Entries shown: Begin
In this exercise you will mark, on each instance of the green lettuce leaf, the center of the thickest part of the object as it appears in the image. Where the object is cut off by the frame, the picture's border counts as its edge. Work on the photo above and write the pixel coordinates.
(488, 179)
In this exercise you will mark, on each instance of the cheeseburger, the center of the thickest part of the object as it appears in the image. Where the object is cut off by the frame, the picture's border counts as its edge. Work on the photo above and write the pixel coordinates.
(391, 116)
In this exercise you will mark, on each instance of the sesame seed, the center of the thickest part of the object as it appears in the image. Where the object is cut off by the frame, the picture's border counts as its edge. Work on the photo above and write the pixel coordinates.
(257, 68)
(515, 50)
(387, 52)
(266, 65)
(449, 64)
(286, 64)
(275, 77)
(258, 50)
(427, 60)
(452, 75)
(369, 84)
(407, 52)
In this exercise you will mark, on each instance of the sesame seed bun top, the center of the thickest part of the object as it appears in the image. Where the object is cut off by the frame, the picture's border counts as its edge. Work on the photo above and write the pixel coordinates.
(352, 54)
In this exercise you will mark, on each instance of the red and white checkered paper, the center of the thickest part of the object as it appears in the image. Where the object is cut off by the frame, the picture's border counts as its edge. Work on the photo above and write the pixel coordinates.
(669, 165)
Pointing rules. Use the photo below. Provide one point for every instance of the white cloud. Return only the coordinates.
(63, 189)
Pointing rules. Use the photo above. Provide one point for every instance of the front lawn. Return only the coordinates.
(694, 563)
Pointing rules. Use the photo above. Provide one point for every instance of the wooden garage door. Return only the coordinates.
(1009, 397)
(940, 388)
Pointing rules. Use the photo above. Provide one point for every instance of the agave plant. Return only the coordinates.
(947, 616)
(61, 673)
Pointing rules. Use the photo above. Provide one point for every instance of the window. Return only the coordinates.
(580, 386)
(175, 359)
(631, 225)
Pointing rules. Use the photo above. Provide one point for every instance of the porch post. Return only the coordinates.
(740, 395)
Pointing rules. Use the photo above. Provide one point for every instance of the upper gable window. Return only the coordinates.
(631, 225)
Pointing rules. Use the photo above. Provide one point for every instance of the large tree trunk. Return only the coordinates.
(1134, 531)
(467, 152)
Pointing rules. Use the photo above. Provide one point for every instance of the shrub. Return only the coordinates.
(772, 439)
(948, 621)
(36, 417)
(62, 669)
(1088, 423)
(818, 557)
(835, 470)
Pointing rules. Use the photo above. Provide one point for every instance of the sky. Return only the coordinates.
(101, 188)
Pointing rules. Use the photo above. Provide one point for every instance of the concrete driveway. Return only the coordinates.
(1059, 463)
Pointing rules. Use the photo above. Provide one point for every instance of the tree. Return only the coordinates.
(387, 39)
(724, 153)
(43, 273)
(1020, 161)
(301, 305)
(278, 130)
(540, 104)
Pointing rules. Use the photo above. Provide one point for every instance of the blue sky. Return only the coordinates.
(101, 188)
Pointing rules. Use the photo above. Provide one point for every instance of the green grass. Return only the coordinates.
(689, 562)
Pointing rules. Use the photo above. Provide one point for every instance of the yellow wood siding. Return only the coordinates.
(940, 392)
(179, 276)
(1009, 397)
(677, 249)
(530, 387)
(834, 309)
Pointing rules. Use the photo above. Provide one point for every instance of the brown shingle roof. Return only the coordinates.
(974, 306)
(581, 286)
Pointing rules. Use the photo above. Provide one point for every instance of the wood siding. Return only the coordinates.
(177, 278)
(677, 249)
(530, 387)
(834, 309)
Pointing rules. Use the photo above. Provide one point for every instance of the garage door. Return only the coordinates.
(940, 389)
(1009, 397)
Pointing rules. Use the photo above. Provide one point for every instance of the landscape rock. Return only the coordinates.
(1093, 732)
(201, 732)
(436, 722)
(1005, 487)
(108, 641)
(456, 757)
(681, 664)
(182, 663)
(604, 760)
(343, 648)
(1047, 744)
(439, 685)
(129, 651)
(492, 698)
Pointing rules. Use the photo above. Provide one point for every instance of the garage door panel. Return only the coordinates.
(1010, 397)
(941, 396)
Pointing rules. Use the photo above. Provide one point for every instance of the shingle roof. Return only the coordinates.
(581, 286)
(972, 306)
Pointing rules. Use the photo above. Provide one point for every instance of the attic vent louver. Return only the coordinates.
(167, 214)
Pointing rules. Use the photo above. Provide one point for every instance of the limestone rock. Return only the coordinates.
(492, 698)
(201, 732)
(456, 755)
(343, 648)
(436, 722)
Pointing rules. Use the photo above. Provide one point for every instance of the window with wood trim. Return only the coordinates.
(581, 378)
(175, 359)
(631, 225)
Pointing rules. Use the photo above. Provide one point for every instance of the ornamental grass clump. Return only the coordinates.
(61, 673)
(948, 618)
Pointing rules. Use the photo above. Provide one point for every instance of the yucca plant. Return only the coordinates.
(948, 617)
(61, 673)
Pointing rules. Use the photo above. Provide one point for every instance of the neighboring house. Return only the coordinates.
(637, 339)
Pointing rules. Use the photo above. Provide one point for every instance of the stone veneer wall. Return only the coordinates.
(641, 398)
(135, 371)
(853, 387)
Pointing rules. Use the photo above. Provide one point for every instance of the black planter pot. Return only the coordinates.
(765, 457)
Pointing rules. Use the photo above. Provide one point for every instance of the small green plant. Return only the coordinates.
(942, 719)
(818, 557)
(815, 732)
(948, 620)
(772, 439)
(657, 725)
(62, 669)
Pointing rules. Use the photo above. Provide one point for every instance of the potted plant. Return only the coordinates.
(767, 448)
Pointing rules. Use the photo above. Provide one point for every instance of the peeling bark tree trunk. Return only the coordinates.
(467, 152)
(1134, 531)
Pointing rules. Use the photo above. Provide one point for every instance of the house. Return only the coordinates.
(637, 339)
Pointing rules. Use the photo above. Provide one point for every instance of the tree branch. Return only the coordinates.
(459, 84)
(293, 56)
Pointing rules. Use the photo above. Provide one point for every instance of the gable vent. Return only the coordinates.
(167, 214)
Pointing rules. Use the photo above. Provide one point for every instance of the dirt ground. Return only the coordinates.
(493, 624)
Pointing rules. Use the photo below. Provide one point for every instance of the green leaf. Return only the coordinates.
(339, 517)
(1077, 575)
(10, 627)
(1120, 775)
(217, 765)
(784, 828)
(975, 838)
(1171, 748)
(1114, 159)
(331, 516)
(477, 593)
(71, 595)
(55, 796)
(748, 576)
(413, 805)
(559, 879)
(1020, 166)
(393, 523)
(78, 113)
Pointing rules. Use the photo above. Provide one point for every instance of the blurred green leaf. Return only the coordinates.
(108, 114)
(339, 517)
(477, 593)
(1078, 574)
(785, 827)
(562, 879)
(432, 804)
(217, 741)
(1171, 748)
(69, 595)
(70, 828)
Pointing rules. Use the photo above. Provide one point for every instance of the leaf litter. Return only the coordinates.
Entries shown: End
In full and unchanged, repeat the data above.

In this exercise you will mark, on each instance of the green lettuce leaf, the center of the thickest part of the object as it appears in the image. Where the object is cut off by the frame, the picture's border counts as its edge. Work on the photo above and write the pixel coordinates.
(488, 179)
In this exercise you will mark, on each instance of the cheeseburger, the center of the thickest part of the object as it appears in the image. Where the object is cut off by the frame, the picture's border counts as its edge. Work on the photo above and write the pixel coordinates.
(391, 116)
In this exercise you will mark, on each instance of the sesame seed, the center of the thickest part of the object as it appears in the image. Where the object is cut off by the frame, the picture's border counts as its edge. Work on the photo above and write the pixel coordinates.
(257, 68)
(515, 50)
(387, 52)
(266, 65)
(449, 64)
(286, 64)
(275, 77)
(258, 50)
(427, 60)
(452, 75)
(369, 84)
(407, 52)
In this exercise you will mark, on each instance of the sesame seed bun top, the center of the thickest part of the object as it appears in the image. Where the object is cut off by the frame, the picture's border counts as its edge. Work on the photo above and write the pixel coordinates.
(352, 54)
In this exercise you will mark, on each instance of the red and white checkered paper, the center of the thickest part of the object as it appears in the image. Where the object is cut off by the frame, the picture's border counts as its edge. Work on the photo above and write the pixel coordinates.
(669, 165)
Pointing rules. Use the photo below. Provide one point for every instance of the white cloud. Return only the coordinates.
(63, 189)
Pointing rules. Use the photo above. Provide one point for every instance of the front lawn. Return only the coordinates.
(694, 563)
Pointing rules. Use the photo above. Provide one point for every instance of the wooden garage door. Return only the coordinates.
(1009, 397)
(940, 388)
Pointing rules. Use the photo above. Provide one point for every instance of the agave plant. Return only the coordinates.
(947, 616)
(61, 673)
Pointing rules. Use the photo above. Provide one point for every instance of the window. Return only the coordinates.
(580, 386)
(175, 359)
(631, 225)
Pointing rules. Use the photo above. Provide one point for every instance of the porch post. Return only the coordinates.
(740, 395)
Pointing rules. Use the photo above. Provide one point for every instance of the upper gable window. Return only the coordinates.
(631, 225)
Pointing rules. Use the photo above. Provide one point for every instance of the large tree trunk. Return only the coordinates.
(1134, 531)
(467, 152)
Pointing rules. Use the photo above. Provide one point for every instance of the shrub. Return only the coordinates.
(772, 439)
(948, 621)
(36, 417)
(62, 669)
(1088, 423)
(818, 557)
(835, 470)
Pointing rules. Use the photo above. Provide one point for every instance of the sky. Return only the coordinates.
(101, 188)
Pointing rules. Use the photo above. Provide one point for every instance of the concrete driveway. Return only the coordinates.
(1059, 463)
Pointing rules. Use the photo above. Provide one point for every instance of the tree. Return only the coordinates.
(387, 39)
(724, 153)
(43, 273)
(1020, 161)
(301, 305)
(278, 130)
(540, 104)
Pointing rules. Use the photo above. Provide one point for every instance of the blue sky. Return only the coordinates.
(101, 188)
Pointing rules. Use the photo above. Provide one point for every instance of the green grass. Return only the coordinates.
(689, 562)
Pointing rules. Use the photo above. Provide one point for every instance of the yellow wood siding. Return only the coordinates.
(940, 392)
(179, 276)
(1009, 397)
(677, 249)
(530, 387)
(834, 309)
Pointing rules. Use the photo above. Provide one point for every instance of the brown shingle roof. Return only the coordinates.
(974, 306)
(581, 286)
Pointing rules. Use the photo above. Provide one point for every instance of the wood siding. Return only the coordinates.
(177, 278)
(677, 249)
(530, 387)
(834, 309)
Pointing rules. Use the photo above. Provide one point for every instance of the garage door. Return only the coordinates.
(940, 389)
(1009, 397)
Pointing rules. Use the photo above. Provide one point for every instance of the landscape rock. Return only the coordinates.
(1093, 732)
(201, 732)
(436, 722)
(1005, 487)
(108, 641)
(456, 757)
(681, 664)
(182, 663)
(604, 760)
(343, 648)
(1047, 744)
(439, 685)
(129, 651)
(492, 698)
Pointing rules. Use the photo above. Provide one point for every instance of the garage door panel. Return only the coordinates.
(1010, 397)
(941, 396)
Pointing rules. Use the photo above. Provide one point for every instance of the shingle roof. Return only the coordinates.
(581, 286)
(972, 306)
Pointing rules. Use the photo above. Provide one point for every instance of the attic vent louver. Return only the coordinates.
(167, 214)
Pointing rules. Use the photo above. Provide one point for every instance of the limestone rock. Return only the coordinates.
(492, 698)
(201, 732)
(456, 755)
(343, 648)
(436, 722)
Pointing rules. Use the photo above. Provide one point for every instance of the window with wood trim. Return only the coordinates.
(581, 378)
(175, 359)
(631, 225)
Pointing rules. Use the photo above. Provide one point for every instance of the ornamental grass clump. Return only the coordinates.
(61, 673)
(948, 618)
Pointing rules. Use the photo above. Provide one point for every instance of the yucca plant. Return only the coordinates.
(948, 617)
(61, 673)
Pointing rules. Use the photo above. Provide one point for every instance of the neighboring house. Return only the coordinates.
(637, 339)
Pointing rules. Use the photo above. Provide one point for every instance of the stone veneer wall. Return only the coordinates.
(641, 398)
(135, 371)
(853, 387)
Pointing rules. Use the photo above. Provide one point for every instance of the black planter pot. Return only the coordinates.
(765, 457)
Pointing rules. Use the photo above. Provide one point for every instance of the small green plant. Return only the coordinates.
(942, 719)
(818, 557)
(815, 732)
(948, 620)
(772, 439)
(657, 725)
(62, 669)
Pointing rules. Use the photo above. Provide one point for every instance of the potted plant. Return only the coordinates.
(767, 448)
Pointing rules. Use the photo above. Provide one point for every instance of the peeling bark tree trunk. Return only the coordinates.
(467, 152)
(1134, 531)
Pointing rules. Use the photo above. Provide one point for every instance of the house. Return only the coordinates.
(637, 339)
Pointing rules. Use the photo above. Provide one point for every instance of the tree branch. Return only the coordinates.
(459, 84)
(293, 56)
Pointing rules. Use the photo above. Provide one point for every instance of the gable vent. Return only the coordinates.
(167, 214)
Pointing rules. Use the photo above. Provide one point for every instance of the dirt ground. Return only the coordinates.
(493, 624)
Pointing rules. Use the photo below. Provide one point for every instance of the green leaf. Return only the coordinates.
(339, 517)
(1077, 575)
(10, 627)
(1120, 775)
(217, 765)
(784, 828)
(975, 838)
(1171, 748)
(1114, 159)
(331, 516)
(477, 593)
(71, 595)
(55, 796)
(748, 576)
(413, 805)
(559, 879)
(1020, 166)
(393, 523)
(78, 113)
Pointing rules. Use the photo above. Provide one point for every instance of the blurred green leaf. Return only the coordinates.
(108, 114)
(339, 517)
(477, 593)
(1078, 574)
(785, 827)
(562, 879)
(432, 804)
(217, 741)
(1171, 748)
(69, 595)
(70, 828)
Pointing rules. Use the photo above. Provide one point for every instance of the leaf litter. Return only the coordinates.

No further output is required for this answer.